SOURCE DATA.
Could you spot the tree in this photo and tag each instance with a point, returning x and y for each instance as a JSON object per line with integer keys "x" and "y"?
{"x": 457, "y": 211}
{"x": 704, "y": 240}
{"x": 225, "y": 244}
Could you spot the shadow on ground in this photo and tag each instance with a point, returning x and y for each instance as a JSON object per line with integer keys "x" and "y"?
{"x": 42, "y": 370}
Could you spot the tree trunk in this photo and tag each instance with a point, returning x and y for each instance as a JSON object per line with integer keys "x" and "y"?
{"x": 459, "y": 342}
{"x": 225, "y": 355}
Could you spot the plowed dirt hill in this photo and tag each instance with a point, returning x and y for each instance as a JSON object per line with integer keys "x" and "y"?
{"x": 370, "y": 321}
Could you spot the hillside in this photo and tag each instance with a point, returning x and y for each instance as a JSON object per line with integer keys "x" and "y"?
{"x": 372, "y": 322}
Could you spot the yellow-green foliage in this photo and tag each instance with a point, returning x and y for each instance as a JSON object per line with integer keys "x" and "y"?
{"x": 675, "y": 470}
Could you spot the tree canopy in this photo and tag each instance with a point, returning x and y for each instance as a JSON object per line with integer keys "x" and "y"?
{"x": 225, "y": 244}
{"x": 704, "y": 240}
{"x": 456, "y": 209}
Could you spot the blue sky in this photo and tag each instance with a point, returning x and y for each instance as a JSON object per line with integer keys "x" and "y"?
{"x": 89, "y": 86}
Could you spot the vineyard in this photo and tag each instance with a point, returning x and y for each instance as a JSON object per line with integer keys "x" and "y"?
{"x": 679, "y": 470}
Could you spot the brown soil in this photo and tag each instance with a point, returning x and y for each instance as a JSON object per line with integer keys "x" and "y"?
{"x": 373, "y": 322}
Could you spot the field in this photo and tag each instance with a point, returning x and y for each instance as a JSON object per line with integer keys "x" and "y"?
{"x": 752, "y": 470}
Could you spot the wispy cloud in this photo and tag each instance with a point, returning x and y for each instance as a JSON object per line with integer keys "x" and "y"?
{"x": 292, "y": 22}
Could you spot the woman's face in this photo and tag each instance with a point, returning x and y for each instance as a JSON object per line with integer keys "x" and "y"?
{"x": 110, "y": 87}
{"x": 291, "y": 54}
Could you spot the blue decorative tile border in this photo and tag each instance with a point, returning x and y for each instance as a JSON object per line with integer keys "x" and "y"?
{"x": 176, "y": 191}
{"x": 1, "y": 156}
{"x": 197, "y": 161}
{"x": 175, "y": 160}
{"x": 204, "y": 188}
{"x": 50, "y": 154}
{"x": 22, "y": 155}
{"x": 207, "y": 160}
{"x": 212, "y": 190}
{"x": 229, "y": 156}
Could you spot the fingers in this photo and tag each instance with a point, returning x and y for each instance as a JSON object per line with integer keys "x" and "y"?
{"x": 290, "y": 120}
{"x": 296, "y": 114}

PROBLEM TO WORK ON. From the preceding material, extract every line exactly.

REPLY TO THE TASK.
Could you spot the tree in this photo and tag each instance with a point, returning x and y for each instance as a JSON object per line with integer keys "x" and "y"?
{"x": 457, "y": 211}
{"x": 704, "y": 240}
{"x": 225, "y": 244}
Could you spot the shadow on ground in this photo and tag each instance with a point, returning x and y for each instance as a JSON object per line with integer keys "x" and "y"?
{"x": 42, "y": 370}
Could you spot the tree trunk in this photo and tag each instance with a point, returning x and y for each instance as a JSON object per line with integer keys "x" and "y"?
{"x": 459, "y": 342}
{"x": 225, "y": 355}
Could you spot the plowed dirt hill in this photo and tag each instance with a point, returning x and y for each instance as a JSON object per line with integer keys "x" and "y"?
{"x": 370, "y": 321}
Could you spot the hillside in this photo and tag each instance with a point, returning x and y for each instance as a JSON object per line with integer keys "x" and "y"?
{"x": 372, "y": 322}
Could you spot the yellow-green foliage in this photo and tag each instance with a point, returning x and y for each instance as a JSON object per line with integer keys "x" and "y"?
{"x": 675, "y": 470}
Could you spot the tree canopy in this photo and tag each instance with a point, returning x and y for each instance as a JSON object per line with integer keys "x" and "y"?
{"x": 225, "y": 244}
{"x": 704, "y": 240}
{"x": 456, "y": 209}
Could you spot the blue sky in this photo and tag each instance with a point, returning x and y for each instance as a JSON object per line with integer keys "x" and "y"?
{"x": 89, "y": 86}
Could you spot the vineyard in this photo and tag each instance with a point, returning x and y for each instance as a JSON object per line with integer keys "x" and "y"?
{"x": 679, "y": 470}
Could you spot the brown soil in this photo and tag each instance with a point, returning x and y for each instance as a JSON object per line with integer keys "x" and "y"?
{"x": 373, "y": 322}
Could you spot the field in this photo and tag each instance with a point, returning x and y for each instance as a JSON object per line with integer keys "x" and "y"?
{"x": 752, "y": 470}
Could you spot the wispy cloud in this photo and tag each instance with a point, returning x and y for each instance as a JSON object per line with integer keys "x" and "y"?
{"x": 292, "y": 22}
Could you spot the woman's face in this photo and tag each instance with a point, returning x and y for each instance as a JSON object per line with integer keys "x" and "y"?
{"x": 110, "y": 87}
{"x": 291, "y": 54}
Could you spot the blue decorative tile border in this photo and tag each instance with a point, returning x and y for each instance as a JSON object per line with integer keys "x" and "y"?
{"x": 176, "y": 191}
{"x": 1, "y": 156}
{"x": 197, "y": 161}
{"x": 175, "y": 160}
{"x": 204, "y": 188}
{"x": 50, "y": 154}
{"x": 22, "y": 155}
{"x": 207, "y": 160}
{"x": 212, "y": 190}
{"x": 229, "y": 156}
Could you spot the fingers in this photo and tag each instance with a point, returning x and y for each instance as a JSON object per line with integer keys "x" and "y"?
{"x": 290, "y": 120}
{"x": 296, "y": 114}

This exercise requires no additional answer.